AIM OF THE EXERCISE
Here are some records; return them all exactly.

DATASET RECORDS
|---|
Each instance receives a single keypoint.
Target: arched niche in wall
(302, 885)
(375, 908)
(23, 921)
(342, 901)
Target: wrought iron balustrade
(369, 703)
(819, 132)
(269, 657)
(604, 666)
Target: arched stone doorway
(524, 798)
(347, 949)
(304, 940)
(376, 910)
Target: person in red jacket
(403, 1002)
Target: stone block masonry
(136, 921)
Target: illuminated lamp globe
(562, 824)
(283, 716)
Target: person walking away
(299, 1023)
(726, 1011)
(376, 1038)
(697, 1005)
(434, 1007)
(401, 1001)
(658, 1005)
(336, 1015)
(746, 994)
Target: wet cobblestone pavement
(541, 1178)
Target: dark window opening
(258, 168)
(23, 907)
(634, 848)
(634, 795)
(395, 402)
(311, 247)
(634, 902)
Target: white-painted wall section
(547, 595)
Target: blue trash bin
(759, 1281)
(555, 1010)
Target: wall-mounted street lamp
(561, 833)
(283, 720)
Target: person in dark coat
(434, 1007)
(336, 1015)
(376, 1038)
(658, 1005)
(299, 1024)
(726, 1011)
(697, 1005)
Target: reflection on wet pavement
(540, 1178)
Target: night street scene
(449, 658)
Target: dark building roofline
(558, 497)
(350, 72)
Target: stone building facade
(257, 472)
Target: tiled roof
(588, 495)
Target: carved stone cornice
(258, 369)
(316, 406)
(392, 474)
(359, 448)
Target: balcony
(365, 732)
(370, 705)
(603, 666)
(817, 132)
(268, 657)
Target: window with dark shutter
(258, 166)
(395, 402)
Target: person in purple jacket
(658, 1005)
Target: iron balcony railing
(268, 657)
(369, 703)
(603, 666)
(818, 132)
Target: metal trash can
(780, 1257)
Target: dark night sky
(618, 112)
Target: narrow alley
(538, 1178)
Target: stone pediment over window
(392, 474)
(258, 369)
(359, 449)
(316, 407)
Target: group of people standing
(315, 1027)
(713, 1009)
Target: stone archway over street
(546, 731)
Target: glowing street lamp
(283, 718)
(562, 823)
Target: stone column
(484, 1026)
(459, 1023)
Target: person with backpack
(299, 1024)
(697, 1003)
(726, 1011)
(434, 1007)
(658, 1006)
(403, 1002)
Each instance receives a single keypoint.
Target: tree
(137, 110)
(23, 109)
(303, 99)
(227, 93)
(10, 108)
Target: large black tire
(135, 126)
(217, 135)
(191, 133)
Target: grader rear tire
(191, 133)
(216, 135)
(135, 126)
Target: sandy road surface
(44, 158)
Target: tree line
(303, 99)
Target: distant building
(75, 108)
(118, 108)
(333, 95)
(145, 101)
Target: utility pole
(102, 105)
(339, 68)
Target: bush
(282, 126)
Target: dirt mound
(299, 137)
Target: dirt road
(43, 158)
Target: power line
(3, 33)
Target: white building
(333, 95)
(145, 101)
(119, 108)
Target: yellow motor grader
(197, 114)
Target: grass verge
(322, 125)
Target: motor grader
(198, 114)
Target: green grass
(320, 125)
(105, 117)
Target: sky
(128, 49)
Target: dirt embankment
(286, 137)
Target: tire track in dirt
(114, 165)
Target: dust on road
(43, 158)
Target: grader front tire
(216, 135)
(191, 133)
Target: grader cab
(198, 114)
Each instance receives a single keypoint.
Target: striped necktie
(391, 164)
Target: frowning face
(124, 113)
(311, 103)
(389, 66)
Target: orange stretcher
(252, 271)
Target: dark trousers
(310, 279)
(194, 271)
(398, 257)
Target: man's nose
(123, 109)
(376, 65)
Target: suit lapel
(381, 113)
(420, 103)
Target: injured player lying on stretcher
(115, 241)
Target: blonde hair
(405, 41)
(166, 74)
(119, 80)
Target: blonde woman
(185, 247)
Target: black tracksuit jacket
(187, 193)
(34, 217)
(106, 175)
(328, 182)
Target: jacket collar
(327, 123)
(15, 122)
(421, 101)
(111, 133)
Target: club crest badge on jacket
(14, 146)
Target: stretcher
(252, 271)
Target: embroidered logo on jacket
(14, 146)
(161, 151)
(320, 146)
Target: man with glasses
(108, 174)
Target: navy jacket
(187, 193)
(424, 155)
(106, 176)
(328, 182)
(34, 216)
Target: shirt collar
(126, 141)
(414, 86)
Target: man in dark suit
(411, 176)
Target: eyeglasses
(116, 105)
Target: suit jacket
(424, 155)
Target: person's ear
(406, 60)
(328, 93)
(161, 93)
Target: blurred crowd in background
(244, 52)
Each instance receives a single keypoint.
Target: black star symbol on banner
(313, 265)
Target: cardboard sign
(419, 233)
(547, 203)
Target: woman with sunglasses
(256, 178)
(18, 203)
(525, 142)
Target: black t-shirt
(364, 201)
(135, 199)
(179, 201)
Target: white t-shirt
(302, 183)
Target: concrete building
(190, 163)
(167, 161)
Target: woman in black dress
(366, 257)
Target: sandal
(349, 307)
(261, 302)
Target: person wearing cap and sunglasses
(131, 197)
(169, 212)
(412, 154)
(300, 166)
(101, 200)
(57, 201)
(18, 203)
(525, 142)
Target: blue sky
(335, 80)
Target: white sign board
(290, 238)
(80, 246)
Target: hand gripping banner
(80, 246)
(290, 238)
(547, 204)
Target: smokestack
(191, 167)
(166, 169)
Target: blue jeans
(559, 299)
|---|
EXPECTED ANSWER
Each instance receives a single keypoint.
Target: arched niche in wall
(302, 885)
(375, 908)
(23, 921)
(342, 901)
Target: wrought iron balustrade
(369, 703)
(819, 132)
(269, 657)
(604, 666)
Target: arched stone doorway
(524, 798)
(347, 949)
(304, 940)
(376, 910)
Target: person in red jacket
(403, 1002)
Target: stone block masonry
(136, 921)
Target: illuminated lamp globe
(562, 824)
(283, 716)
Target: person walking away
(299, 1023)
(726, 1011)
(376, 1038)
(697, 1005)
(434, 1007)
(401, 1001)
(658, 1005)
(336, 1015)
(746, 994)
Target: wet cobblestone pavement
(541, 1178)
Target: dark window opening
(258, 168)
(23, 907)
(634, 848)
(634, 795)
(395, 402)
(311, 247)
(634, 902)
Target: white-painted wall section
(547, 595)
Target: blue trash bin
(759, 1281)
(555, 1010)
Target: wall-mounted street lamp
(561, 833)
(283, 720)
Target: person in dark coat
(434, 1007)
(336, 1015)
(376, 1038)
(658, 1005)
(299, 1024)
(726, 1011)
(697, 1005)
Target: reflection on wet pavement
(540, 1178)
Target: night street scene
(449, 658)
Target: dark building roofline
(558, 497)
(350, 72)
Target: stone building facade
(257, 472)
Target: tiled roof
(588, 495)
Target: carved stone cornice
(258, 369)
(316, 406)
(392, 474)
(359, 448)
Target: balcony
(365, 732)
(370, 705)
(603, 666)
(817, 132)
(268, 657)
Target: window with dark shutter
(258, 166)
(395, 402)
Target: person in purple jacket
(658, 1005)
Target: iron balcony railing
(268, 657)
(369, 703)
(603, 666)
(818, 132)
Target: metal trash can
(780, 1257)
Target: dark night sky
(618, 112)
Target: narrow alley
(538, 1178)
Target: stone pediment over window
(392, 474)
(258, 369)
(359, 449)
(316, 407)
Target: group of people standing
(315, 1027)
(713, 1009)
Target: stone archway over street
(546, 731)
Target: glowing street lamp
(283, 718)
(562, 823)
Target: stone column
(484, 1026)
(459, 1023)
Target: person with backpack
(299, 1024)
(697, 1003)
(726, 1011)
(434, 1007)
(658, 1006)
(403, 1002)
Each instance receives a single keypoint.
Target: tree
(137, 110)
(23, 109)
(303, 99)
(227, 93)
(10, 108)
Target: large black tire
(135, 126)
(217, 135)
(191, 133)
Target: grader rear tire
(191, 133)
(216, 135)
(135, 126)
Target: sandy road surface
(44, 158)
Target: tree line
(303, 99)
Target: distant building
(75, 108)
(118, 108)
(333, 95)
(145, 101)
Target: utility pole
(102, 105)
(339, 68)
Target: bush
(282, 126)
Target: dirt mound
(299, 137)
Target: dirt road
(43, 158)
Target: power line
(3, 33)
Target: white building
(333, 95)
(145, 101)
(119, 108)
Target: yellow motor grader
(197, 114)
Target: grass verge
(322, 125)
Target: motor grader
(198, 114)
Target: green grass
(320, 125)
(105, 117)
Target: sky
(128, 49)
Target: dirt embankment
(286, 137)
Target: tire track in dirt
(114, 165)
Target: dust on road
(43, 158)
Target: grader front tire
(216, 135)
(191, 133)
Target: grader cab
(198, 114)
Each instance receives a single keypoint.
Target: striped necktie
(391, 164)
Target: frowning face
(124, 113)
(311, 103)
(389, 66)
Target: orange stretcher
(252, 271)
Target: dark trousers
(310, 279)
(194, 271)
(398, 257)
Target: man's nose
(123, 109)
(376, 65)
Target: suit lapel
(381, 113)
(420, 103)
Target: injured player lying on stretcher
(115, 241)
Target: blonde hair
(405, 41)
(166, 74)
(119, 80)
Target: blonde woman
(185, 247)
Target: black tracksuit jacket
(187, 193)
(34, 217)
(106, 175)
(328, 182)
Target: jacket collar
(327, 123)
(15, 122)
(421, 101)
(111, 133)
Target: club crest badge on jacket
(14, 146)
Target: stretcher
(252, 271)
Target: embroidered logo on jacket
(14, 146)
(161, 151)
(320, 146)
Target: man with glasses
(108, 174)
Target: navy jacket
(187, 193)
(424, 155)
(106, 176)
(328, 182)
(34, 216)
Target: shirt collar
(126, 141)
(414, 86)
Target: man in dark suit
(411, 176)
Target: eyeglasses
(116, 105)
Target: suit jacket
(424, 155)
Target: person's ear
(406, 60)
(328, 93)
(161, 93)
Target: blurred crowd in background
(244, 52)
Each instance receives a single keypoint.
Target: black star symbol on banner
(313, 265)
Target: cardboard sign
(419, 233)
(547, 203)
Target: woman with sunglasses
(256, 178)
(18, 203)
(525, 142)
Target: black t-shirt
(364, 201)
(135, 199)
(179, 201)
Target: white t-shirt
(302, 183)
Target: concrete building
(190, 163)
(167, 161)
Target: woman in black dress
(366, 257)
Target: sandal
(349, 307)
(261, 302)
Target: person wearing cap and sunglasses
(131, 197)
(169, 212)
(412, 154)
(300, 166)
(101, 200)
(57, 201)
(18, 203)
(525, 142)
Target: blue sky
(335, 80)
Target: white sign board
(290, 238)
(80, 246)
Target: hand gripping banner
(80, 246)
(290, 238)
(547, 204)
Target: smokestack
(191, 167)
(166, 169)
Target: blue jeans
(559, 299)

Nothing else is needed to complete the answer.